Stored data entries
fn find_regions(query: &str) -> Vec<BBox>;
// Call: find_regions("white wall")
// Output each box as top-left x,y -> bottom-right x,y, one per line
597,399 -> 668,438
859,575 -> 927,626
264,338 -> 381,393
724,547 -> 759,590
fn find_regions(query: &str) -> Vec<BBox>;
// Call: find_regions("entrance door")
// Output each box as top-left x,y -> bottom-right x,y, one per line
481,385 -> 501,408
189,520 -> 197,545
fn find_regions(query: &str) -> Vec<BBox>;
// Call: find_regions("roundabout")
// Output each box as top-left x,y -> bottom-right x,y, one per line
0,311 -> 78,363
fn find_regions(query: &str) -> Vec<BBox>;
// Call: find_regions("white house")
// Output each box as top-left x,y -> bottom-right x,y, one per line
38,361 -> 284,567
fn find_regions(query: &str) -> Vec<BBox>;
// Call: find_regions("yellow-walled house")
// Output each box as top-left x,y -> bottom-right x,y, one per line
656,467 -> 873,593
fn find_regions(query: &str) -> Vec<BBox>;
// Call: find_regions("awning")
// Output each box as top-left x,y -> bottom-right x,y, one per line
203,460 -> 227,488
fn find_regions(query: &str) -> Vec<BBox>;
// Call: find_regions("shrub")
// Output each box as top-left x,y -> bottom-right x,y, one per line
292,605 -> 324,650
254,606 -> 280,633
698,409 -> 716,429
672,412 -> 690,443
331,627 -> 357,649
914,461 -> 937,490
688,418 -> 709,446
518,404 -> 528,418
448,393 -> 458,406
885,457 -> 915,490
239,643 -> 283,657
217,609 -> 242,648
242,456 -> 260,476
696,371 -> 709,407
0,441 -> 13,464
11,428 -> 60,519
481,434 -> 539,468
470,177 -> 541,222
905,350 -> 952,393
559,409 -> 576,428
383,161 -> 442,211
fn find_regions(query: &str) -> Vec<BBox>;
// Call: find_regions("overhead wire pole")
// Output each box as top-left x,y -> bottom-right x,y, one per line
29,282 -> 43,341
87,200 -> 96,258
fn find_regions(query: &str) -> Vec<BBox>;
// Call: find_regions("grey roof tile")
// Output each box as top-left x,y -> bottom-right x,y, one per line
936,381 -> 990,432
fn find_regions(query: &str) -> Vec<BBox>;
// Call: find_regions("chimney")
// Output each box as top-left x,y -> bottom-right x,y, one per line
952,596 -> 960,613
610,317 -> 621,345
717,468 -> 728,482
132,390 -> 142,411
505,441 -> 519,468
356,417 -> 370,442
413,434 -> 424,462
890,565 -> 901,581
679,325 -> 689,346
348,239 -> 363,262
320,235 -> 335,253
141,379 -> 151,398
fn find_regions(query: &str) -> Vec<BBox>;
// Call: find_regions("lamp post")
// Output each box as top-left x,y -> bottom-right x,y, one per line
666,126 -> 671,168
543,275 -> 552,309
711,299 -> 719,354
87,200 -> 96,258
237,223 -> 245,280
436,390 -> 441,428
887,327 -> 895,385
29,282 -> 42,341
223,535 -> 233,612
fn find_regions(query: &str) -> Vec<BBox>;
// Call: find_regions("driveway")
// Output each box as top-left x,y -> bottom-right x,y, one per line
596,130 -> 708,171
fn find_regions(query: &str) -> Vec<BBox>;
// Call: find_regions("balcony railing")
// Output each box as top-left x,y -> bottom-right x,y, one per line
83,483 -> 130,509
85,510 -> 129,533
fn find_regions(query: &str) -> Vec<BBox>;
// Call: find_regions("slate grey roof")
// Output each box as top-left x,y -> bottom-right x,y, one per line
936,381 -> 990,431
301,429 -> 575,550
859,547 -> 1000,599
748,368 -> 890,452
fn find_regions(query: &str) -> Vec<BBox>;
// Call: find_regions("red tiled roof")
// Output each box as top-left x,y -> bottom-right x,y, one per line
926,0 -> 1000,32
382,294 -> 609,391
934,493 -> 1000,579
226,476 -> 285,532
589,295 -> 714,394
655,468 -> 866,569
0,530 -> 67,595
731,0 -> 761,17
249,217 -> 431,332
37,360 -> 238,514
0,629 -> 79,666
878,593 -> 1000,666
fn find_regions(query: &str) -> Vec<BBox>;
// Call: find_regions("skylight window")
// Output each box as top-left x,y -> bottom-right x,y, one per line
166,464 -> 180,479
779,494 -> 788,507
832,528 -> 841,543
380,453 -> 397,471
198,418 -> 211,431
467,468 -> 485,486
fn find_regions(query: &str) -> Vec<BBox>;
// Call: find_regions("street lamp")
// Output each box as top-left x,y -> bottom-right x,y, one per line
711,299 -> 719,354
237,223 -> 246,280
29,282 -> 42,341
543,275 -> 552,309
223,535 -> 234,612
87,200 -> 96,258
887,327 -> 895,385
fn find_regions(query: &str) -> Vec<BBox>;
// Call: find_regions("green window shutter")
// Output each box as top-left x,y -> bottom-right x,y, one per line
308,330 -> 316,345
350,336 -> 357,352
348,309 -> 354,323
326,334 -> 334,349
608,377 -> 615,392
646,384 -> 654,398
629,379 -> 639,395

» Task to carry out
Copy out each record above exactly, leaving nothing out.

» Answer
fn find_regions(query: &str) -> Vec<BBox>;
// Call: find_regions("white wall")
// Output each box as top-left x,y -> bottom-right x,y, one per line
597,399 -> 668,438
859,575 -> 927,626
264,338 -> 381,393
724,547 -> 759,590
fn find_regions(query: &str) -> Vec<BBox>;
// Call: find_regions("entrance door")
// Output each box as top-left x,y -> bottom-right x,y, one per line
481,385 -> 501,408
189,520 -> 197,545
fn find_regions(query: &str) -> Vec<BBox>;
// Call: find_regions("roundabout")
// Output each box as top-left x,y -> bottom-right x,y, one per line
0,311 -> 78,363
fn find_regions(query: &str) -> Vec<BBox>;
// Call: find_regions("white house")
// Output each box as top-left x,y -> bottom-right x,y, one per line
38,361 -> 284,567
fn find_regions(query: &str) -> Vec<BBox>;
// Call: find_regions("yellow-walled house")
// Output each box as top-left x,y -> bottom-right x,y, one per line
656,467 -> 873,593
fn find_regions(query: &str) -> Vec<BBox>;
// Call: find_regions("awning")
// Output each box as top-left x,y -> bottom-right x,y, one per line
203,460 -> 227,488
fn find_regions(query: &str) -> Vec<BBox>;
// Call: find_regions("shrub")
// Output each box as top-left x,y -> bottom-right x,y, one per line
292,605 -> 324,650
254,606 -> 280,633
698,409 -> 716,429
672,412 -> 690,443
331,627 -> 357,649
914,461 -> 937,490
688,418 -> 709,446
518,404 -> 528,418
448,393 -> 458,406
885,457 -> 915,490
239,643 -> 283,657
217,609 -> 242,648
242,456 -> 260,476
696,371 -> 709,407
0,441 -> 13,464
11,428 -> 60,519
481,434 -> 539,468
470,177 -> 541,222
905,350 -> 952,393
559,409 -> 576,428
383,161 -> 442,211
fn find_regions(query: &str) -> Vec<BBox>;
// Call: find_regions("overhead wire pole")
// Output each box as top-left x,y -> bottom-right x,y, one per line
29,282 -> 43,341
87,200 -> 96,258
fn find_regions(query: &str) -> Vec<BBox>;
// Call: find_regions("grey roof tile")
// Output each box as top-left x,y -> bottom-right x,y, one per line
936,381 -> 990,432
fn find_regions(query: &str) -> Vec<BBox>;
// Call: find_regions("chimney")
// Output each box as top-left x,y -> bottom-right x,y, one per line
952,596 -> 960,613
610,317 -> 621,345
717,468 -> 728,482
132,390 -> 142,411
505,441 -> 519,468
356,417 -> 370,442
413,434 -> 424,462
890,565 -> 901,581
679,325 -> 689,346
348,239 -> 363,262
320,235 -> 335,253
141,379 -> 151,398
fn find_regions(query: &str) -> Vec<BBox>;
// Call: find_regions("lamp post")
// Output each box as top-left x,y -> bottom-right x,y, one per line
666,126 -> 671,168
543,275 -> 552,309
711,299 -> 719,354
87,200 -> 96,258
237,223 -> 245,280
436,390 -> 441,428
887,327 -> 895,385
29,282 -> 42,341
223,535 -> 233,612
fn find_regions(query: &str) -> Vec<BBox>;
// Call: find_regions("driveway")
// Output each box as top-left x,y -> bottom-right x,y, one per line
596,130 -> 708,171
fn find_regions(query: &str) -> Vec<BBox>;
// Call: find_regions("balcony railing")
// Output each box as top-left x,y -> bottom-right x,y, one per line
83,483 -> 130,509
85,510 -> 129,533
fn find_regions(query: &str) -> Vec<BBox>;
// Call: find_regions("slate grey roof")
// Output each box as top-left x,y -> bottom-right x,y, one per line
936,381 -> 990,431
301,429 -> 575,550
859,547 -> 1000,599
748,368 -> 890,452
fn find_regions(query: &str) -> Vec<BBox>;
// Call: find_regions("red tiled roof")
// Output each box as top-left x,y -> bottom-right x,y, one per line
926,0 -> 1000,32
382,294 -> 609,391
934,493 -> 1000,579
226,476 -> 285,532
589,295 -> 714,394
655,468 -> 866,569
0,530 -> 67,595
731,0 -> 761,17
249,217 -> 431,332
37,360 -> 238,514
0,629 -> 79,666
878,593 -> 1000,666
fn find_regions(query: &str) -> Vec<BBox>;
// Call: find_regions("skylight window")
// Output each box as top-left x,y -> bottom-right x,y, one per line
166,464 -> 180,479
779,494 -> 788,507
832,528 -> 841,543
380,453 -> 397,471
198,418 -> 211,431
467,468 -> 485,486
fn find_regions(query: &str) -> Vec<BBox>;
// Call: find_regions("street lamp")
// Output each box as top-left x,y -> bottom-right x,y, one per line
711,299 -> 719,354
237,223 -> 246,280
29,282 -> 42,341
543,275 -> 552,309
223,535 -> 234,612
87,200 -> 96,258
887,327 -> 895,385
fn find_regions(query: &str) -> Vec<BBox>;
// Call: find_regions("green window shutter")
// Output each box as top-left x,y -> bottom-right x,y, one per line
308,330 -> 316,345
350,336 -> 357,352
348,309 -> 354,323
326,334 -> 334,349
608,377 -> 615,392
646,384 -> 654,398
629,379 -> 639,395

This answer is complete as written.